Texto mostrado:
---*---

Muchas veces me han preguntado por qué escogí ser fiscal, qué me hizo decidirme a dirigir mis pasos profesionales por ese camino y no por cualquier otro. Y, aunque la respuesta no es tan fácil como pudiera parecer, hoy Togadas llama a mi puerta y me da la oportunidad de sacar mis razones de paseo. Y encantada de hacerlo.
Hay momentos de la vida que marcan nuestros destinos, aunque cuando suceden no seamos capaces de reconocerlos. Pero haciendo flash back, aparece ese instante con un puntito luminoso como uno de los momentos estrella de tu existencia. Y, en la película imaginaria de mi vida, uno de los puntitos luminosos se sitúa precisamente ahí.
Mi elección he de reconocer que fue fruto de una mezcla de muchas cosas, entre las cuales destaca la vocación, sin duda alguna, pero también ese ente difuso que es el azar. Y sería deshonesta si negara su influencia.
Quienes estudiamos Derecho lo hicimos por múltiples razones, algunas relacionadas con la vocación y otras no tanto. La nuestra es una de esas carreras “comodín” que, a decir de la gente, tienen muchas salidas. Aunque luego no es oro todo lo que reluce, desde luego. Pero nos metemos a tumba abierta pensando que las asignaturas de la carrera nos proporcionarán el GPS que nos lleve a buen puerto y luego resulta lo contrario. Nos enseñan un montón de caminos y acabamos más perdidos que un pulpo en un garaje. Un pulpo con la cabeza llena de leyes, pero pulpo al fin y al cabo.
La cuestión es que nadie nos explica demasiado bien en qué consisten cada una de esas opciones profesionales por las que podemos decantarnos. Y aunque algunas son de sobra conocidas, otras no lo son tanto. Y creo que la de fiscal es una de ellas, uno de los grandes desconocidos de las carreras jurídicas, culpa, en buena parte, de la cultura audiovisual que manejamos, fundamentalmente anglosajona. Por más que queramos ver otra cosa, en nuestros discos duros está anclado ese fiscal de las películas que quiere que condenen a alguien a toda costa porque aspira a ganar fama para terminar siendo gobernador del estado. Algo que está a años luz de nuestra realidad. Por fortuna.

---*---

Datos de etiquetado de coordenadas

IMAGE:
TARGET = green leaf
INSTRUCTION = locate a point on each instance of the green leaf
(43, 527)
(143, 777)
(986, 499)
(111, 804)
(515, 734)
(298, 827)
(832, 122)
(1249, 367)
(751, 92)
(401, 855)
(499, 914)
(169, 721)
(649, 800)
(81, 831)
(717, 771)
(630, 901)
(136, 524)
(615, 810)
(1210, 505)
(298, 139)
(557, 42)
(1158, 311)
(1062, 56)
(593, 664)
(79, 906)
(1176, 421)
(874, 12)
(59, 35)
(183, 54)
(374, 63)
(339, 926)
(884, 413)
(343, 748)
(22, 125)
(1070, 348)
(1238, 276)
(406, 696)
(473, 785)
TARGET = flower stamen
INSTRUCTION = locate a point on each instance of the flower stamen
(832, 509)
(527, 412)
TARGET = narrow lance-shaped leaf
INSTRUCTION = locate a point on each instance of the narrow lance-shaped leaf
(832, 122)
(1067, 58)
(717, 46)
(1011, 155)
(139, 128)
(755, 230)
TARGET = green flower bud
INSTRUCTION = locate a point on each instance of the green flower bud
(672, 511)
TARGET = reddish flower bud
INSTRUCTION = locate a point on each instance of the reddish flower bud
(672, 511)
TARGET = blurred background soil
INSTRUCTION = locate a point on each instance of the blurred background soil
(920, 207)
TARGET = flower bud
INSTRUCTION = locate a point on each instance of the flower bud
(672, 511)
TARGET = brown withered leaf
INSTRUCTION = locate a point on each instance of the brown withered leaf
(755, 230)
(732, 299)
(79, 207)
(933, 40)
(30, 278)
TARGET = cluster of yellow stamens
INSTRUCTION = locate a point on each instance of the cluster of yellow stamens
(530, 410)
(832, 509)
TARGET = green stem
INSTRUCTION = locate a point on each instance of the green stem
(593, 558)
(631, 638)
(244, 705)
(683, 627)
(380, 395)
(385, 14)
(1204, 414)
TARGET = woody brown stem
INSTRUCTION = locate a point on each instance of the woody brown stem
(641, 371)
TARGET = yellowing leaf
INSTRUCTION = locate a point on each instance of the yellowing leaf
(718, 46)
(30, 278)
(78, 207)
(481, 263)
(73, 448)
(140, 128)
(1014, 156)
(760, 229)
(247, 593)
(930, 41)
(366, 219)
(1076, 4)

---*---

Objetivo A: Según el texto sobre por qué se eligió ser fiscal, ¿a qué se debe en buena parte que la de fiscal sea una de las grandes desconocidas de las carreras jurídicas? Responde en una a tres oraciones.
Objetivo B: Prosigue el texto sobre la elección de ser fiscal a partir de su última oración.

Respuesta A: Se debe en buena parte a la cultura audiovisual que manejamos, fundamentalmente anglosajona. Esa cultura deja anclada la imagen del fiscal de las películas que quiere que condenen a alguien a toda costa para ganar fama y llegar a gobernador del estado, algo que está a años luz de nuestra realidad.

Respuesta B:
En mi caso, y a pesar de ser hija y nieta de abogados, no fue muy distinto. Mi referencia de la carrera fiscal venía marcada desde niña, ya que una compañera de colegio tenía un papá fiscal y solía advertirnos que si no hacíamos esto o aquello se lo diría y veríamos lo que pasaba. Cosas de niñas, desde luego. Pero reconozco que desde entonces empecé a pensar que aquello debería ser la bomba. Y la verdad es que lo es, aunque no exactamente de ese modo.
Pero pasó el tiempo, llegó el momento y tenía que tomar una decisión. Opositar o ejercer. Y admito que escogí el camino difícil, porque con un padre abogado con despacho abierto parece que el camino trillado era distinto del que elegí. Para muchos, la opción de opositar tendría a su vez varias bifurcaciones, pero no en mi caso. Si opositaba, sería a juez o fiscal, porque era la única alternativa que me planteaba. Me gustaba el foro, la toga y la discusión jurídica. Y me gustaba especialmente el derecho penal, así que mis tacones iban andando solos hacia el lugar correcto, casi sin darme cuenta.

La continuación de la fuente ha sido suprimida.